(Document extract Opens)
Reviewer 2 comment 1

lines 35–41-Much of the epidemiological data could be condensed. Repetition of citations [2] and the extensive numeric listing of regional seroprevalence distracts from the main narrative.

Author response 1

Condensed in lines 35 to 39.

 

Reviewer 2 comment 2

The discussion of Australian Senate reports, while important, occupies a large portion of the introduction and overshadows the scientific rationale. Consider summarizing policy content more succinctly and linking it explicitly to the diagnostic need.

Author response 2

Summarized in lines 73 to 78.

 

Reviewer 2 comment 3

Lines 91–101- provide an exhaustive description of diagnostic methods (PCR, IFA, ELISA, WB). While accurate, this could be shortened, especially as these are well-established methods.

Author response 3

Shortened in lines 97 to 101.

 

Reviewer 2 comment 4

Paragraph transitions are sometimes abrupt (e.g., between the Senate inquiry section and endemic TBDs). Adding brief transition sentences would help maintain logical continuity.

Author response 4

Brief transition added in lines 101 to 105.

 

Reviewer 2 comment 5

Lines 117–121- The study’s objective appears somewhat buried. It should be clearly delineated preferably as a short, standalone paragraph at the end of the introduction to emphasize the purpose and novelty of the current work.

Author response 5

Study objectives clarified in lines 164 to 168.

 

Reviewer 2 comment 6

Lines 141–146 repeat generic ELISA details that could be summarized in a single sentence (“The assay follows standard indirect ELISA principles as described in the manufacturer’s IFU”).

Author response 6

Generic ELISA details removed from said lines and replaced with a single line from 187 to 188.

 

Reviewer 2 comment 7

The text occasionally revisits the same methodological details (e.g., glycerol dilution adjustments, source of control sera) in multiple places. Consolidating related information under concise subsections would improve flow.

Author response 7

We have removed redundant information where possible while preserving the clarity and context of the manuscript.
(Document extract Closes)
(Available data Opens)
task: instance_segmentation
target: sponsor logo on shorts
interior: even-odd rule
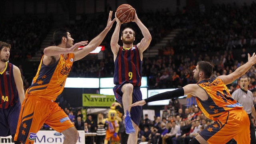
[[[30,132],[29,133],[29,136],[28,137],[28,139],[30,140],[35,140],[36,137],[36,133],[33,133]]]
[[[66,120],[70,120],[68,117],[65,117],[64,118],[62,118],[60,120],[60,122],[63,122]]]
[[[61,133],[60,133],[59,132],[55,132],[54,135],[54,136],[61,136],[62,135],[62,134],[61,134]]]

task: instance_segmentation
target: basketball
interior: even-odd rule
[[[121,4],[116,9],[116,16],[122,22],[130,22],[134,18],[135,15],[134,9],[128,4]]]

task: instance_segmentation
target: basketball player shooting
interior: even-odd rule
[[[134,45],[135,33],[130,28],[126,28],[122,32],[121,40],[123,46],[118,42],[121,25],[123,24],[115,14],[116,26],[112,35],[110,45],[114,54],[115,65],[113,88],[117,101],[123,104],[124,112],[126,132],[129,134],[127,143],[136,144],[139,124],[142,114],[142,107],[129,106],[142,100],[140,90],[142,76],[142,52],[151,41],[149,31],[138,18],[136,12],[132,20],[135,22],[141,30],[144,38],[140,42]]]

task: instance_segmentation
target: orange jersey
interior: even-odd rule
[[[74,54],[68,54],[66,59],[61,54],[58,61],[49,66],[41,60],[32,84],[26,92],[26,95],[33,95],[53,101],[64,88],[66,80],[73,64]]]
[[[197,84],[208,95],[208,99],[202,101],[196,97],[197,105],[204,114],[214,121],[222,114],[231,110],[242,109],[243,106],[232,98],[228,89],[221,79],[204,79]]]

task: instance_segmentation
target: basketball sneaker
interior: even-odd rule
[[[125,132],[127,134],[134,134],[135,130],[132,126],[132,119],[130,116],[130,113],[126,110],[126,116],[124,118],[124,126],[125,127]]]

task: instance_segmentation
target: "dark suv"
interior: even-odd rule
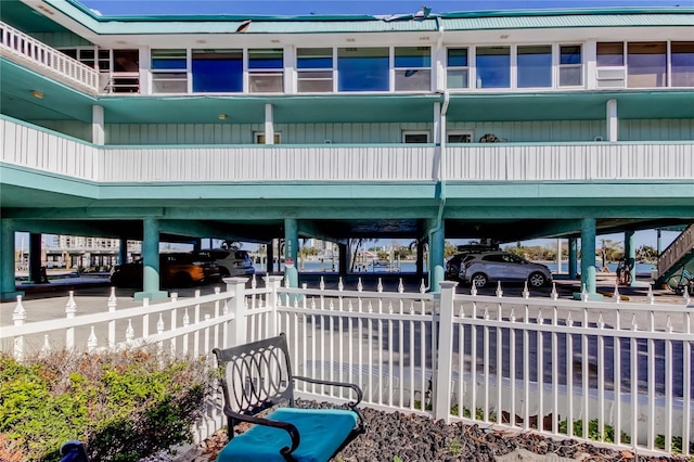
[[[221,278],[215,259],[185,253],[160,254],[159,277],[165,287],[188,287]],[[116,287],[142,287],[142,260],[117,265],[111,272],[111,283]]]

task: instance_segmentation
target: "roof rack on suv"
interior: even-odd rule
[[[481,245],[481,244],[464,244],[464,245],[459,245],[457,248],[458,248],[458,252],[465,252],[465,253],[500,251],[499,245]]]

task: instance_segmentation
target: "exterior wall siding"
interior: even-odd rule
[[[91,128],[79,123],[40,123],[72,137],[89,141]],[[106,144],[253,144],[254,133],[264,132],[262,124],[111,124],[106,126]],[[402,131],[429,132],[433,124],[278,124],[281,144],[400,143]],[[510,143],[586,142],[606,139],[604,120],[488,121],[448,124],[448,131],[472,130],[477,142],[486,133]],[[694,119],[621,120],[619,141],[686,141],[694,139]]]

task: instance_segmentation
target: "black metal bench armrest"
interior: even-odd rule
[[[361,390],[361,387],[359,387],[359,385],[347,383],[347,382],[333,382],[333,381],[324,381],[324,380],[321,380],[321,378],[305,377],[305,376],[301,376],[301,375],[294,375],[294,378],[295,380],[299,380],[299,381],[304,381],[304,382],[308,382],[308,383],[312,383],[312,384],[340,386],[340,387],[344,387],[344,388],[354,389],[355,393],[357,394],[357,401],[349,401],[347,403],[347,406],[349,406],[349,409],[351,409],[354,412],[356,412],[357,416],[359,418],[359,425],[358,425],[359,432],[363,431],[363,428],[364,428],[364,418],[361,414],[361,411],[359,410],[359,408],[357,408],[357,406],[361,402],[361,399],[363,397],[363,392]]]
[[[234,411],[231,410],[231,408],[227,405],[224,405],[223,407],[223,412],[224,415],[236,420],[236,421],[242,421],[242,422],[248,422],[252,424],[257,424],[257,425],[265,425],[265,426],[270,426],[273,428],[281,428],[283,431],[285,431],[286,433],[290,434],[290,438],[292,438],[292,447],[290,448],[288,446],[285,446],[284,448],[280,449],[280,453],[286,459],[287,457],[291,457],[292,452],[294,452],[296,450],[296,448],[299,447],[299,441],[300,441],[300,436],[299,436],[299,431],[296,428],[296,426],[294,424],[291,424],[288,422],[282,422],[282,421],[273,421],[271,419],[264,419],[264,418],[257,418],[255,415],[246,415],[246,414],[240,414],[236,413]],[[230,428],[230,438],[231,438],[231,428]]]

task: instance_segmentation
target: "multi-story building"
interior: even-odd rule
[[[694,221],[692,9],[0,16],[3,296],[17,231],[417,240],[432,288],[446,238],[565,236],[591,291],[596,234]]]

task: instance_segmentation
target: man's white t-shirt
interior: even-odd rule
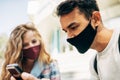
[[[90,62],[91,80],[120,80],[120,52],[118,38],[120,29],[114,29],[107,47],[97,53],[97,70],[94,69],[95,56]]]

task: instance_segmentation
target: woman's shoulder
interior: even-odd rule
[[[56,59],[52,59],[50,65],[51,66],[58,65],[58,61]]]

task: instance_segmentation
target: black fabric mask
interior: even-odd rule
[[[90,21],[87,27],[80,34],[78,34],[74,38],[68,38],[67,41],[71,45],[75,46],[77,50],[83,54],[90,48],[96,36],[96,33],[97,27],[94,30]]]

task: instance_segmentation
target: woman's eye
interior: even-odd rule
[[[36,43],[37,41],[36,40],[33,40],[32,43]]]

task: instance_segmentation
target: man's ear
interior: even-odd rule
[[[92,13],[92,24],[93,26],[98,26],[101,22],[101,16],[99,11],[94,11]]]

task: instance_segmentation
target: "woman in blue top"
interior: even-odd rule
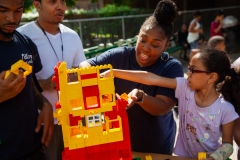
[[[121,47],[80,63],[79,67],[111,64],[116,69],[142,70],[164,77],[182,77],[181,63],[166,52],[177,18],[176,4],[161,0],[153,15],[141,26],[136,47]],[[127,110],[133,151],[172,154],[176,125],[171,109],[174,90],[114,79],[116,93],[141,90],[140,99],[130,100]],[[164,114],[162,114],[164,113]]]

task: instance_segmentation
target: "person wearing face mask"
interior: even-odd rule
[[[172,36],[177,6],[172,0],[161,0],[154,13],[142,24],[136,47],[119,47],[80,63],[79,67],[111,64],[116,69],[143,70],[164,77],[182,77],[181,63],[166,51]],[[140,90],[139,99],[130,100],[128,120],[132,151],[172,154],[176,124],[172,108],[177,100],[173,89],[146,86],[114,79],[115,92]]]
[[[43,68],[36,76],[43,89],[42,94],[55,111],[58,97],[55,83],[52,82],[54,66],[60,61],[65,61],[71,69],[78,67],[86,58],[78,34],[61,24],[67,9],[65,0],[33,0],[33,4],[38,11],[38,19],[17,30],[29,36],[38,47]],[[48,160],[61,160],[64,148],[62,129],[57,119],[54,120],[54,124],[53,137],[46,148],[46,155]]]

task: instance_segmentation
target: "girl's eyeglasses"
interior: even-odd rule
[[[194,68],[191,68],[188,66],[188,71],[193,74],[193,73],[210,73],[208,71],[200,71],[200,70],[197,70],[197,69],[194,69]]]

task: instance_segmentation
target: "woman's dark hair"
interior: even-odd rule
[[[202,16],[202,13],[200,11],[194,11],[193,17],[198,17],[198,16]]]
[[[225,13],[222,10],[219,10],[215,13],[215,16],[221,16],[221,15],[225,15]]]
[[[231,68],[231,61],[224,51],[205,47],[200,48],[200,60],[209,72],[216,72],[215,87],[225,100],[229,101],[240,114],[240,67]]]
[[[141,29],[158,26],[163,30],[164,36],[170,39],[173,32],[173,21],[178,15],[177,6],[172,0],[161,0],[154,13],[145,20]]]
[[[225,41],[225,39],[223,36],[212,36],[208,40],[208,46],[215,48],[218,44],[220,44],[221,42],[224,42],[224,41]]]

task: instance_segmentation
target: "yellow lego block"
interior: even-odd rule
[[[24,73],[23,73],[25,77],[27,75],[29,75],[30,73],[32,73],[32,66],[29,65],[28,63],[24,62],[23,60],[19,60],[11,66],[10,70],[8,70],[6,72],[4,79],[6,79],[11,72],[18,75],[20,68],[25,70]]]
[[[146,158],[146,160],[152,160],[152,156],[151,155],[146,155],[145,158]]]
[[[198,152],[198,160],[201,160],[202,158],[207,158],[206,152]]]

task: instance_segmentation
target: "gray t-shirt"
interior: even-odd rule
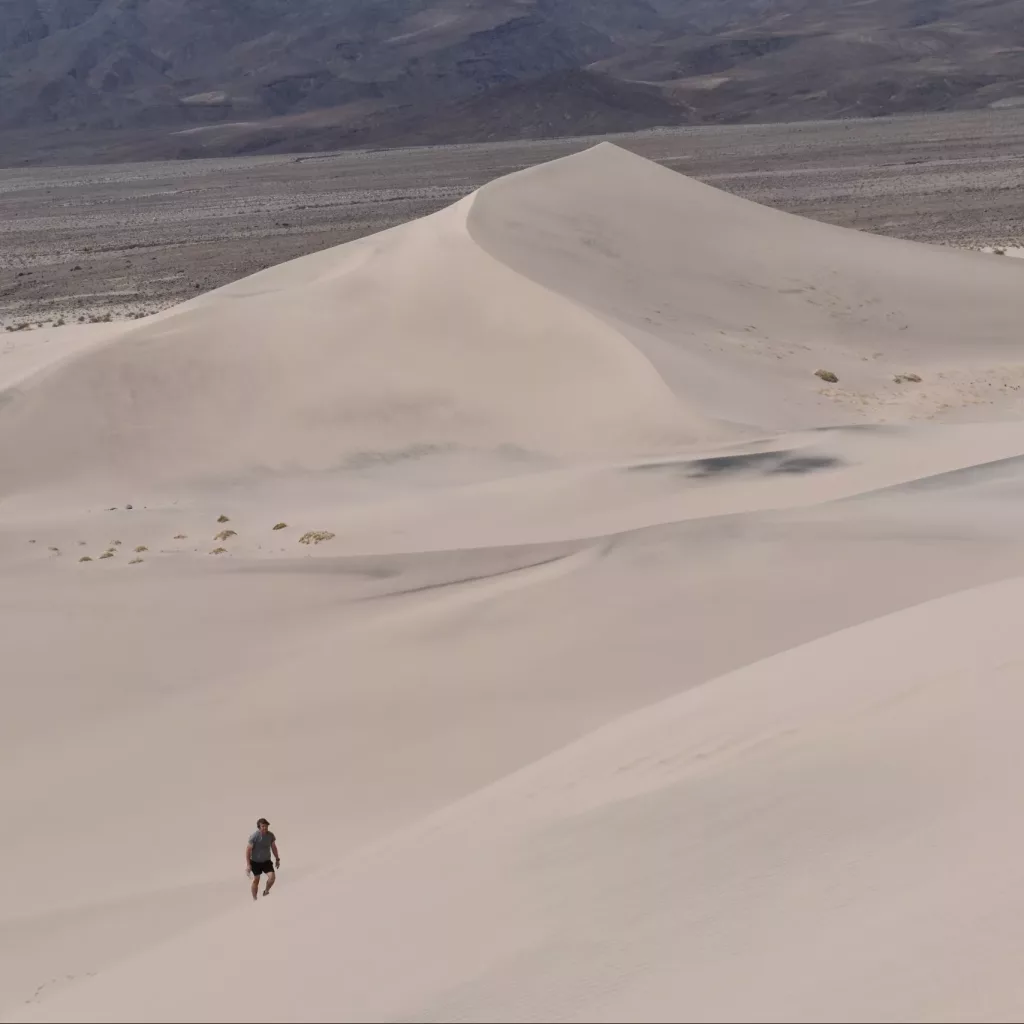
[[[258,864],[267,863],[273,858],[273,851],[270,849],[270,844],[275,842],[276,839],[278,837],[269,829],[266,833],[254,831],[249,837],[249,842],[253,848],[252,853],[249,854],[249,859]]]

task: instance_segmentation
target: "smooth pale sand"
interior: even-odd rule
[[[1022,324],[605,144],[8,338],[0,1015],[1019,1020]]]

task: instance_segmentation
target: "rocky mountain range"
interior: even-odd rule
[[[1020,0],[0,0],[0,160],[1024,103]]]

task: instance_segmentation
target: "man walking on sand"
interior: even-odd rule
[[[272,857],[272,859],[271,859]],[[253,899],[259,895],[259,877],[266,876],[265,896],[272,888],[278,877],[274,868],[281,867],[281,854],[278,853],[278,837],[270,831],[270,822],[260,818],[256,822],[256,831],[249,837],[246,846],[246,878],[253,880]]]

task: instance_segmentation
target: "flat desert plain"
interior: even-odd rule
[[[1021,1019],[1022,324],[601,143],[8,336],[3,1019]]]

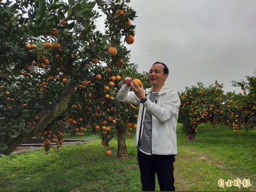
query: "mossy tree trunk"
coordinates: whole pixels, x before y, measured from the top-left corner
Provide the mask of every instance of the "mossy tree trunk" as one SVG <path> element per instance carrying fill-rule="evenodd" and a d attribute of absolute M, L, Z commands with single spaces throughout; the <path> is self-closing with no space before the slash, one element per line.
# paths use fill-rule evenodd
(Available data Closes)
Answer these questions about the review comments:
1. Which diagnostic methods does Reviewer 2 name in the comment on lines 91–101?
2. In which lines do the authors say the study objectives were clarified?
3. What two methodological details does comment 7 give as examples of repeated information?
The data play no part in this exercise.

1. PCR, IFA, ELISA and WB.
2. Lines 164 to 168.
3. Glycerol dilution adjustments and the source of control sera.